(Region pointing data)
═══

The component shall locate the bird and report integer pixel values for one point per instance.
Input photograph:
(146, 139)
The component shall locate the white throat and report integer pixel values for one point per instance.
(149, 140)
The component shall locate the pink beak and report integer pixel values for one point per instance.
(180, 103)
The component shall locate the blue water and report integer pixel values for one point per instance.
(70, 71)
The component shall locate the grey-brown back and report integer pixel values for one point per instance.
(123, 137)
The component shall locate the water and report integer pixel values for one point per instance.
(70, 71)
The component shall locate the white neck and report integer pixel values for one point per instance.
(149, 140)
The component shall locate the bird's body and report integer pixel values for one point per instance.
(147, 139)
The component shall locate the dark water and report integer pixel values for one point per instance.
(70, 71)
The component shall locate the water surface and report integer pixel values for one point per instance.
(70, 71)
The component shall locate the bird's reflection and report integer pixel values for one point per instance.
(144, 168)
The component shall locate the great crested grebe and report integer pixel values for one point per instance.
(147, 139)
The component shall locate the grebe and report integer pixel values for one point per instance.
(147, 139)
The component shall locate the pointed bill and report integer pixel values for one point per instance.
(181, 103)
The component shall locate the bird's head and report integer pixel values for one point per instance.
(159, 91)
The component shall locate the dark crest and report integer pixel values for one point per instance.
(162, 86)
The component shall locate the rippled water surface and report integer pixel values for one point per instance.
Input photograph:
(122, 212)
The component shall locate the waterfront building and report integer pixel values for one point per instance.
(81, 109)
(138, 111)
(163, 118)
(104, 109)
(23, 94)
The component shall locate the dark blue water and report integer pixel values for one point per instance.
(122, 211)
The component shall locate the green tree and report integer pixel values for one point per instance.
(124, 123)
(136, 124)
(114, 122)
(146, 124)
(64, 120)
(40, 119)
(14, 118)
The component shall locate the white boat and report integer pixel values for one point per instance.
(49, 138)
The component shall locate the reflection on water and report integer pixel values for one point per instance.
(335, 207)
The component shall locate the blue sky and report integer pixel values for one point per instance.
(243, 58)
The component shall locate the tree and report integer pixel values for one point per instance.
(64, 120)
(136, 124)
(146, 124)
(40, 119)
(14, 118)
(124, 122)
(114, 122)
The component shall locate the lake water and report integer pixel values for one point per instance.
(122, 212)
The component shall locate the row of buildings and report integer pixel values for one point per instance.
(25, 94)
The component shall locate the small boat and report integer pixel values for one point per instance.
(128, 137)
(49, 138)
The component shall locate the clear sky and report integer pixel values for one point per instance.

═══

### Exercise directions
Could you reproduce all the records exactly?

### Your response
The component shall locate the bird and report integer pixel values for one point per instance.
Input photograph:
(146, 139)
The component shall locate the white throat and report integer pixel values for one point per instance.
(149, 140)
The component shall locate the pink beak and report integer pixel values for one point per instance.
(180, 103)
The component shall locate the blue water and report integer pixel values for one point per instance.
(70, 71)
The component shall locate the grey-brown back and report integer pixel values for one point per instance.
(123, 137)
The component shall locate the water and report integer pixel values for one point per instance.
(70, 71)
The component shall locate the white neck and report integer pixel values for one point per instance.
(149, 140)
The component shall locate the bird's body and report integer pixel values for one point per instance.
(147, 139)
The component shall locate the dark water and report integer pixel values for one point per instance.
(70, 71)
The component shall locate the water surface and report integer pixel values for one point per instance.
(70, 71)
The component shall locate the bird's reflection and report integer pixel values for one point per instance.
(144, 168)
The component shall locate the great crested grebe and report integer pixel values for one point per instance.
(147, 139)
The component shall locate the grebe and report integer pixel values for one point per instance.
(147, 139)
The component shall locate the pointed bill and report integer pixel values for one point per instance.
(181, 103)
The component shall locate the bird's head and report integer pixel values for one point per instance.
(159, 91)
The component shall locate the dark crest and report integer pixel values for one point per instance.
(162, 86)
The component shall locate the rippled water surface and report integer pixel values for one point per instance.
Input photograph:
(122, 212)
The component shall locate the waterfront building and report integer pixel values for one point per instance.
(81, 109)
(138, 111)
(163, 118)
(104, 109)
(23, 94)
The component shall locate the dark blue water and report integer pixel values for one point per instance.
(122, 211)
The component shall locate the green tree and report integer pixel values for one point per instance.
(124, 123)
(136, 124)
(114, 122)
(146, 124)
(64, 120)
(40, 119)
(14, 118)
The component shall locate the white boat and report integer pixel values for one point per instance.
(49, 138)
The component shall locate the reflection on water and report integer pixel values for one point per instance.
(335, 207)
The component shall locate the blue sky and report integer pixel values for one point per instance.
(243, 58)
The component shall locate the tree and report integer pixel values for one point per instance.
(64, 120)
(136, 124)
(146, 124)
(40, 119)
(14, 118)
(124, 122)
(114, 122)
The component shall locate the lake water and report integer pixel values for one point per instance.
(122, 212)
The component shall locate the row of buildings and report integer pixel values for one point per instance.
(25, 94)
The component shall locate the small boat and report integer pixel values for one point per instance.
(128, 137)
(49, 138)
The component shall locate the clear sky and report integer pixel values for one point per instance.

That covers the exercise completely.